(Passage begins)

TRIPOLI, Libya, AP -Libya called on the Bulgarian government to negotiate the payment of blood money to win amnesty for five Bulgarian medics and a Palestinian sentenced to death for allegedly infecting 400 children with the virus that causes AIDS.
Libya has come under intense pressure from Europe and the United States to free the medics, amid accusations by human rights groups that the government concocted the charges against them to cover up unsafe practices in its hospitals and clinics.
The six medical workers, rounded up in 1999, were sentenced to death in May 2004 on charges they infected the children with HIV-contaminated blood in an experiment to find a cure for AIDS. Libya said about 50 of the infected children have died. But in May, a court postponed a ruling in the defendants” appeal of their convictions until November, raising hopes that Libya might free them.
Libya”s ambassador to Britain, Mohammed al-Zaway, said Wednesday the Bulgarian government should negotiate with the families of the victims to decide on a "diya," or blood money, which Islamic law allows to be paid to victims in murder cases to prevent a death sentence.
Bulgaria has rejected previous Libyan calls for it to pay compensation to the victims” families.
"An agreement with the families of the children would reflect positively on the case according to Islamic law," al-Zaway said after talks with U.S and British officials in Tripoli.
"The amount that the Bulgarian government agrees on with the family is not an issue for us. The important thing is the families” agreement," he told The Associated Press.
He added that Libya "will not accept arrogant language from the West."
The six defendants have complained of torture during interrogations, saying they were jolted with electricity, beaten with sticks and repeatedly jumped on while strapped to their beds. Two of the Bulgarian nurses said they were raped. All the nurses are women. In June, a Libyan court acquitted nine police officers and a doctor accused in the torture.

(Passage ends)
(Data for review begins)

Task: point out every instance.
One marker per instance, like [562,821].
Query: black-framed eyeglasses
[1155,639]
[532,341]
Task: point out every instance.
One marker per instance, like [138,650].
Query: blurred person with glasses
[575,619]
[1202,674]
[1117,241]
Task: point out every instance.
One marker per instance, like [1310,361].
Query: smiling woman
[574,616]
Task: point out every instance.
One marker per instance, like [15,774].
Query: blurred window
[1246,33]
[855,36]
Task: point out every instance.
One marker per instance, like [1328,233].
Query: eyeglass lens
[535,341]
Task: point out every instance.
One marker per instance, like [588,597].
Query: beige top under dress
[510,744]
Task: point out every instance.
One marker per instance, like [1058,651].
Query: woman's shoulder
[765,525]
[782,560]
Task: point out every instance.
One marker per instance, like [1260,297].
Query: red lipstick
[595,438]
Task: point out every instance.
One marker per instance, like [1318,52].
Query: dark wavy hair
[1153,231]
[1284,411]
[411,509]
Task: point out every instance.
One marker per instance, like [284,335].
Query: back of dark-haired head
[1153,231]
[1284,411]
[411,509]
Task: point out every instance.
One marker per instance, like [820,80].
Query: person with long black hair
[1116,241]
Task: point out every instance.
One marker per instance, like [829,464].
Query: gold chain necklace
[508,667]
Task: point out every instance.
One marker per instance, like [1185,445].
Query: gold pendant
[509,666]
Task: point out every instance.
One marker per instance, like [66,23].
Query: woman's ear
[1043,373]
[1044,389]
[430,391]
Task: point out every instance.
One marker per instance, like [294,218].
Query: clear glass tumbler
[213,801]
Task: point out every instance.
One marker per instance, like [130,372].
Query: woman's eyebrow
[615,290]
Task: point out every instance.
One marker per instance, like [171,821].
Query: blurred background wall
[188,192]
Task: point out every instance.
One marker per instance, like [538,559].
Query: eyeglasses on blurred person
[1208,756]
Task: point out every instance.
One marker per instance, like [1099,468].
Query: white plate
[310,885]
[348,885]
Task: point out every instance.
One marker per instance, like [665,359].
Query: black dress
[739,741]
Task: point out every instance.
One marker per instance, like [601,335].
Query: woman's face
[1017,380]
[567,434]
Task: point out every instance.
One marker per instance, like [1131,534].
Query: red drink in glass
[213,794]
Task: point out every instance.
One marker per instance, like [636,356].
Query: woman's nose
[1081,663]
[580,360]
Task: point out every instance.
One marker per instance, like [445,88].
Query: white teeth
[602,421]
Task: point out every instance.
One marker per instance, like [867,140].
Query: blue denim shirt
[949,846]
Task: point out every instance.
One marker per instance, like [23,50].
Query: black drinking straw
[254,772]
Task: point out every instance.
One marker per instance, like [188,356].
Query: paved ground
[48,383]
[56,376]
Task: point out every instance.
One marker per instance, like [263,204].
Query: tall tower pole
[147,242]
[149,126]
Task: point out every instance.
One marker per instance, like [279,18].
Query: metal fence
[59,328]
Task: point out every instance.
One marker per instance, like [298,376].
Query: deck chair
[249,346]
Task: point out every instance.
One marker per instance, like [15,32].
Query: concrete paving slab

(Data for review ends)

# What you need to do:
Write out the news report on the Bulgarian medics word for word, from "Libya has come" up to and including "hospitals and clinics.". The items are separate material and have no connection to the news report on Libya and the Bulgarian medics.

# Response to this task:
Libya has come under intense pressure from Europe and the United States to free the medics, amid accusations by human rights groups that the government concocted the charges against them to cover up unsafe practices in its hospitals and clinics.